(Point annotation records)
· · · · ·
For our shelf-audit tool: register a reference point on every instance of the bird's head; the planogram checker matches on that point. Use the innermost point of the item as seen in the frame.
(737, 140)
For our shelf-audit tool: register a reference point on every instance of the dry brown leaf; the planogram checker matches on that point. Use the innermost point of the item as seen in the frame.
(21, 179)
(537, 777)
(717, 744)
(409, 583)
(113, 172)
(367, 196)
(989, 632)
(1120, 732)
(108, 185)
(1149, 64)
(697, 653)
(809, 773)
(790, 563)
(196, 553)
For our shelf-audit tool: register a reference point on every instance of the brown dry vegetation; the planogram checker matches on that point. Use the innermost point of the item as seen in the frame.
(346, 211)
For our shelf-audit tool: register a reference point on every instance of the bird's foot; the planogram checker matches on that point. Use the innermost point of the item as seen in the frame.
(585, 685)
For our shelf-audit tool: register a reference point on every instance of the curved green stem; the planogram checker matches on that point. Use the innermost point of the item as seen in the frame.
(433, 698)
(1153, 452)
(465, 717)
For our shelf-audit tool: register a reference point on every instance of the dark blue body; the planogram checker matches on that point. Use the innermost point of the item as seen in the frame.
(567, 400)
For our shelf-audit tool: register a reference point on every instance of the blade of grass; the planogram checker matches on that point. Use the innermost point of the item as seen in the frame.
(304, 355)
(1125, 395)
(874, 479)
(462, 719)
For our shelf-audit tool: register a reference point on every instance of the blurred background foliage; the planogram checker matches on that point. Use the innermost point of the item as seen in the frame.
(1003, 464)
· · · · ·
* _TO BE DONE_
Return the lines above word for word, leaving nothing out.

* _REPLY TO THE TASK_
For our shelf-audit tool: register a reference point on every instance of the bird's head; the planogram checker matches on that point. Use the innermost point of the item as seen in the frame.
(737, 140)
For our shelf-audit tool: register a reference point on every instance of the dry brown leaf; the planogram checker matches on that point. Use the innermost point of the item as seen in the frame.
(21, 179)
(537, 777)
(717, 744)
(409, 583)
(113, 172)
(367, 196)
(989, 632)
(1120, 732)
(108, 185)
(1149, 64)
(697, 653)
(809, 773)
(790, 563)
(196, 553)
For our shelf-audit tool: register a reference point on every instance of the brown dry vegetation; the planogram checker matches on that point. Use the innermost point of the item as seen in the frame.
(346, 211)
For our shelf-audit tool: register a reference point on every instance of the bird's foot; the planogram checker matches on that point. Use the innermost point of the item as seen in the frame.
(585, 685)
For our shelf-audit tool: register a reference point on every instance of the curved green stem; the planogram checker matches on that point. Use the innermost point of the item as seen in the frame.
(433, 698)
(1153, 452)
(465, 717)
For our shelf-audit tool: register a reference point on every instance of the dark blue body; the planogram checker matches on that point. Use the innermost point of the item as seen in the frame.
(567, 400)
For our shelf-audit tool: register a reference point on every instance of the blade of grass; the planogram checker matches on that point. Use the innermost point of the item as seen in the frame.
(304, 355)
(1125, 395)
(874, 479)
(462, 719)
For our shelf-audit tool: register a reference point on every instance of the blurred background foliage; the planogram checker matches on that point. Use the innermost point of the item as seen in the frame.
(1003, 464)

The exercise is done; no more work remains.